EXERCISES
(1) In the passage on Intel microcode updates, check whether each statement agrees with the text: (a) BIOS updates arrive through Windows update. (b) Intel's customers are the companies that purchase CPUs. (c) Every PC model is guaranteed to receive an updated BIOS. Answer yes or no for each, quoting the deciding words.
(2) Quote the passage on Intel microcode updates, starting with "So if you have" and going on through "is another matter.".

--- Start DOCUMENT TEXT ---

Intel’s customer are not you and I, the users, but rather the companies who purchase CPUs, which in most cases are the big PC manufacturers together with numerous device manufacturers. My Synology NAS has an Intel CPU, for example.

So if you have a PC or server from Vendor A, then when Intel has new microcode it is available to Vendor A. How it gets to your PC or server which you bought from Vendor A is another matter.

There are several ways this can happen. One is that the manufacturer can issue a BIOS update. This is the normal approach, but it does mean that you have to wait for that update, find it and apply it. Unlike Windows patches, BIOS updates do not come down via Windows update, but have to be applied via another route, normally a utility supplied by the manufacturer. There are thousands of different PC models and there is no guarantee that any specific model will receive an updated BIOS and no guarantee that all users will find and apply it even if they do. You have better chances if your PC is from a big name rather than one with a brand nobody has heard of, that you bought from a supermarket or on eBay.

--- End DOCUMENT TEXT ---
--- Start GIVEN DATA ---

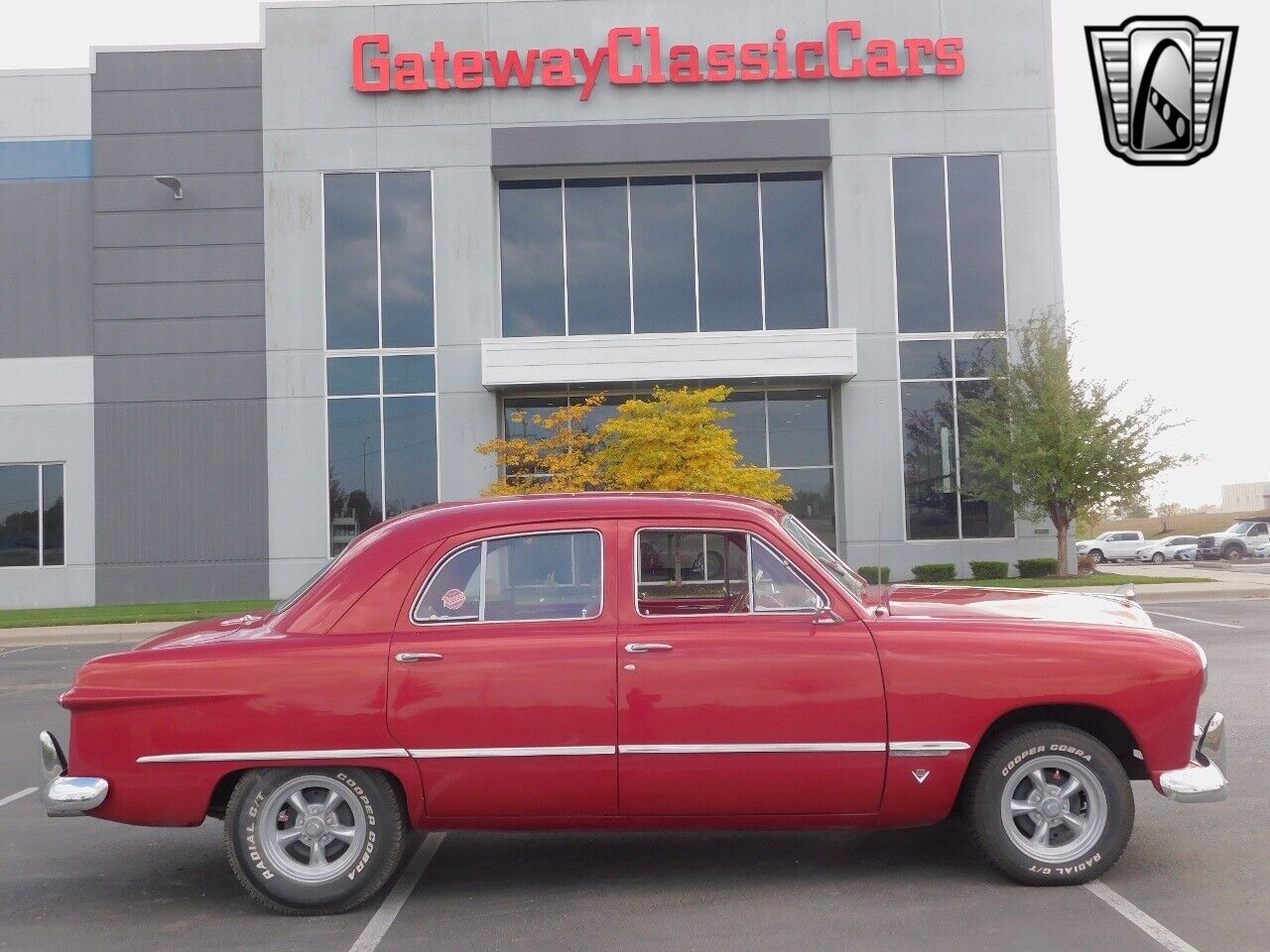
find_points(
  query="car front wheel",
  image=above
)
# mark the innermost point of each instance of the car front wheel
(1049, 805)
(314, 841)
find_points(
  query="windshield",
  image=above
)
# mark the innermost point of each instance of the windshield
(826, 556)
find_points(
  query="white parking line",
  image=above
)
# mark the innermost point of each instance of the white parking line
(1188, 619)
(19, 794)
(382, 919)
(1138, 918)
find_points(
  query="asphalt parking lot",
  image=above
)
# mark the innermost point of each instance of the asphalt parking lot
(1194, 878)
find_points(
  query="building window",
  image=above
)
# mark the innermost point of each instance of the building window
(663, 254)
(379, 261)
(381, 408)
(940, 492)
(32, 498)
(788, 430)
(381, 444)
(949, 264)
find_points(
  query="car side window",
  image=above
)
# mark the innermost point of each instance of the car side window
(536, 576)
(691, 572)
(452, 594)
(778, 585)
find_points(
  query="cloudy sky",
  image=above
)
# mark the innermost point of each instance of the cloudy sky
(1164, 268)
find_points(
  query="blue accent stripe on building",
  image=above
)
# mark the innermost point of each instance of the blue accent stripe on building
(46, 159)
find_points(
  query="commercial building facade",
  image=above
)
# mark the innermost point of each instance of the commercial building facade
(407, 229)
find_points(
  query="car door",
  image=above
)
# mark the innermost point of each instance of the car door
(500, 678)
(735, 696)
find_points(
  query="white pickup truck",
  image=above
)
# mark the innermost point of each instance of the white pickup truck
(1111, 546)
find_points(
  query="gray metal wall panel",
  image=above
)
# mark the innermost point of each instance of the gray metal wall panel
(153, 266)
(180, 226)
(180, 335)
(661, 143)
(177, 377)
(180, 483)
(180, 313)
(177, 68)
(220, 298)
(141, 193)
(46, 270)
(176, 153)
(178, 111)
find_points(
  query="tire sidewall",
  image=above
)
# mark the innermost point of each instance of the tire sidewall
(1012, 761)
(244, 819)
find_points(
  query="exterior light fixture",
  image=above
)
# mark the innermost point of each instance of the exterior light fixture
(171, 181)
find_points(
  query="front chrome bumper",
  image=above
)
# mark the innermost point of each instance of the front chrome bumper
(1203, 780)
(63, 794)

--- End GIVEN DATA ---

CORRECT ANSWERS
(1)
(a) No: "BIOS updates do not come down via Windows update"
(b) Yes: "the companies who purchase CPUs"
(c) No: "there is no guarantee that any specific model will receive an updated BIOS"

(2)
So if you have a PC or server from Vendor A, then when Intel has new microcode it is available to Vendor A. How it gets to your PC or server which you bought from Vendor A is another matter.